_TASK INSTRUCTIONS_
**A)** In the comment, where does the writer say the blindness lies?
**B)** Please list each thing the writer of the comment says is forgotten.

_TEXT BLOCK_
>>>>>

Cute story and written to evoke some compassion and tug on a few heart strings. But the critical thinker would wonder why the father didn't have his head smushed up against the train window along side his son and really sharing his new found experiences. Also pretty bold of the passenger to make such a comment on the presumption of mental capacity - as a parent myself I would probably deck him before I would waste my breath explaining anything to the judgmental fool. 

But, that leads me to my own blindness. My blindness is not my eyes, it's my heart. I find myself over and over again of late asking a seemingly simple and stupid question. I want to know what it's like. 
- What is it like to have a mother who loves you and is/was a part of your life?
- What is it like to put your arms around your aging father?
- What is it like to love someone who is older unconditionally?
- What is it like to those people's eyes light up with love when they see you?
- What is it like to have an older brother or sister? 
- What is it like to have a younger brother or sister?
- What is it like to have family?
- What is it like to have someone be proud of you? 
- What is it like to be accepted and like for who you are? and what you have become?
- and What is it like to have someone love you and want to be your partner to share your life experiences each and every day of your life with no conditions. 

I had it. I had everyone of these things and I don't know anymore. I don't know what it's like. It's been too long. I remember pain, but I forget the love. I forget the hugs and I forget the emotions. I forget the joy and excitement of sharing celebrations like every day successes and Christmas. Weddings were replaced with funerals. Death anniversaries were celebrated - birthdays largely ignored. In my reality, no one ever gets old. Except for that stranger in the mirror. I am not sure if I even know how to love someone else anymore and that includes me. Being hurt so many times by false characters who only saw me as what they could take from me. I am afraid that I don't think I could love. And it hurts to think that after nearly a lifetime of alone, I will probably die that way. 5 years or 25 years that I have left will be spent like today. Like yesterday. Alone.

<<<<<

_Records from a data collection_
>>>>>

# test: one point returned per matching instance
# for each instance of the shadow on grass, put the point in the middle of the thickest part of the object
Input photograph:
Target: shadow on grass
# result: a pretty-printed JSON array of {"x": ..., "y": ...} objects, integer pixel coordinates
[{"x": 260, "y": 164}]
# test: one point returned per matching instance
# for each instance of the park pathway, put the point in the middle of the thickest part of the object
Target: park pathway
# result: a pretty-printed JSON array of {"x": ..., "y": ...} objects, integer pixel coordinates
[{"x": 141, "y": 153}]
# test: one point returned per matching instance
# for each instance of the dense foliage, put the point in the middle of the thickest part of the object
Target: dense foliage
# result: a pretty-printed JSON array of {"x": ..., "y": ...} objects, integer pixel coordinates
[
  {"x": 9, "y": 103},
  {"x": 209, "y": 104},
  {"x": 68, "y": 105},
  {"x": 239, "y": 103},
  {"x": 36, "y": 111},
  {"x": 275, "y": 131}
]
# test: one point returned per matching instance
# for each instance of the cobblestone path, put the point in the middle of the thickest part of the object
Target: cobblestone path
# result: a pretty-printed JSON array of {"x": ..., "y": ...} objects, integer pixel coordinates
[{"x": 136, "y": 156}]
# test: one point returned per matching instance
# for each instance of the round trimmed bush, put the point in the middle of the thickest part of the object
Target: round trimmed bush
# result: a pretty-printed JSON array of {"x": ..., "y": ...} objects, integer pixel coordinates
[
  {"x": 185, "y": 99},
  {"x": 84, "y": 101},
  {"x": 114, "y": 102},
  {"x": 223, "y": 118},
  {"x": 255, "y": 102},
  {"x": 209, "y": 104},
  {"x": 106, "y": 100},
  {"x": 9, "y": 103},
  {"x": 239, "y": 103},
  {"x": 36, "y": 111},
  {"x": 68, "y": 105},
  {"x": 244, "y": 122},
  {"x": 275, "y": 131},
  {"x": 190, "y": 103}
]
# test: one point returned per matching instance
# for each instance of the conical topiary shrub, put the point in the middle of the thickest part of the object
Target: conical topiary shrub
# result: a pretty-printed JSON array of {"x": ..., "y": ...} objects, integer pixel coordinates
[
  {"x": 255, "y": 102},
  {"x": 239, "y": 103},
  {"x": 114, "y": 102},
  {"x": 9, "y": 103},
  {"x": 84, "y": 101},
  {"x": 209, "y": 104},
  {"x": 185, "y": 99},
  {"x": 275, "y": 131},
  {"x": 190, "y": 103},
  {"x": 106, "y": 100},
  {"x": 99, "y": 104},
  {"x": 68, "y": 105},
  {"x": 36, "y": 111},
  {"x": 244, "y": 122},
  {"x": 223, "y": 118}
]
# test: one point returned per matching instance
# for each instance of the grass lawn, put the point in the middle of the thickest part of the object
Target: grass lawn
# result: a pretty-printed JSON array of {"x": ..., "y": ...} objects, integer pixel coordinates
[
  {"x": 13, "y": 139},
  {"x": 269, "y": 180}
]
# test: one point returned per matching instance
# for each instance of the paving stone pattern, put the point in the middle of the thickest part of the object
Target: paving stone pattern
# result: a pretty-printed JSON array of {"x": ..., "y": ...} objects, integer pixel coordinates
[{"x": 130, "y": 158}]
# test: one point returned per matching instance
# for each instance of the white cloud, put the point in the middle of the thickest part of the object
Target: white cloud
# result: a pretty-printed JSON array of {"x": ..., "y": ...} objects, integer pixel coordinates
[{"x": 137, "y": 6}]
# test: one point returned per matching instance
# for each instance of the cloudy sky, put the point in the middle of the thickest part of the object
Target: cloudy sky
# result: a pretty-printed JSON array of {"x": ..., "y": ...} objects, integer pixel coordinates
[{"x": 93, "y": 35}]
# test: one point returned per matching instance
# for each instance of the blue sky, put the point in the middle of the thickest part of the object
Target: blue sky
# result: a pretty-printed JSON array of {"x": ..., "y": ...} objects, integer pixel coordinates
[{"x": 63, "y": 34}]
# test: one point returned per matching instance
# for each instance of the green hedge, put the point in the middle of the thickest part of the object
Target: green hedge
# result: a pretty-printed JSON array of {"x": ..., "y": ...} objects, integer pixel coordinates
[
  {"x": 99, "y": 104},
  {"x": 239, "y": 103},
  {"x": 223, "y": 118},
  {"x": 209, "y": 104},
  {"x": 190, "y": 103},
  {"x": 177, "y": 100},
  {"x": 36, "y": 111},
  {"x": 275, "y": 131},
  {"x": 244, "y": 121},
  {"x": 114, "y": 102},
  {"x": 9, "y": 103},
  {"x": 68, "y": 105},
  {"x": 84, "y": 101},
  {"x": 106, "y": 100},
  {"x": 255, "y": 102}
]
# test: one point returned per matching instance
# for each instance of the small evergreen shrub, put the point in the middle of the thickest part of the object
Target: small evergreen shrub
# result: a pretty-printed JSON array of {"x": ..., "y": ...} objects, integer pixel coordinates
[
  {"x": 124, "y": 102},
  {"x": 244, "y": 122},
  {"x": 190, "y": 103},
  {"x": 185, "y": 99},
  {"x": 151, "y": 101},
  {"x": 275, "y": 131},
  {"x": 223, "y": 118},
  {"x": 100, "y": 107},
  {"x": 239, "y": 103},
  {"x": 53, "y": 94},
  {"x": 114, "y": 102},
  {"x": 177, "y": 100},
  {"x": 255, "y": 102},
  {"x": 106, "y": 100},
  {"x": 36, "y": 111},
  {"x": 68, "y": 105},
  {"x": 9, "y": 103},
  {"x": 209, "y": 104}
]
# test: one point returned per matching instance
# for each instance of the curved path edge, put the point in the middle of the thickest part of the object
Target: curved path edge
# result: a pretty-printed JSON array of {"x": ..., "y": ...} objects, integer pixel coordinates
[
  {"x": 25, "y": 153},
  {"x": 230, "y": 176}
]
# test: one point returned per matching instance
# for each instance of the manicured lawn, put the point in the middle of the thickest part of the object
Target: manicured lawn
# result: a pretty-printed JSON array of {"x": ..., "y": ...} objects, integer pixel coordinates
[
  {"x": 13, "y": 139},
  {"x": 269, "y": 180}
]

<<<<<

_SOLUTIONS BY TASK_
**A)** It is not in the eyes but in the heart.

**B)**
- The love
- The hugs
- The emotions
- The joy and excitement of sharing celebrations